[Work to do]
Reproduce the listing below verbatim, line for line, with no changes.

[Records]
════
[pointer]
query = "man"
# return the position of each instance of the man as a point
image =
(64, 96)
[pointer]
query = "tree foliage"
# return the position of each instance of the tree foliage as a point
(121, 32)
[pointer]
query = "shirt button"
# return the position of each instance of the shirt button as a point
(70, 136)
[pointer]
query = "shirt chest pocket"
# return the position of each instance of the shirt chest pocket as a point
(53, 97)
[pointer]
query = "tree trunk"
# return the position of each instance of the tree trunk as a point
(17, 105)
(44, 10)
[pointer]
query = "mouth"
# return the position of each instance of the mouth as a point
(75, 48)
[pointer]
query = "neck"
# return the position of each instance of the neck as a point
════
[Exercise result]
[pointer]
query = "man"
# return the position of each instance of the man as a point
image =
(64, 96)
[pointer]
query = "tree foliage"
# return the position of each instance of the tree foliage as a point
(121, 32)
[pointer]
query = "shirt button"
# return the position of each instance of the shirt button as a point
(70, 136)
[pointer]
query = "shirt chest pocket"
# return the position of each instance of the shirt chest pocket as a point
(53, 97)
[pointer]
query = "tree trunk"
# return the position of each instance of the tree trunk as a point
(17, 105)
(44, 10)
[pointer]
query = "mouth"
# return the position of each instance of the mouth as a point
(75, 48)
[pointer]
query = "neck"
# return the position of each instance of the neck as a point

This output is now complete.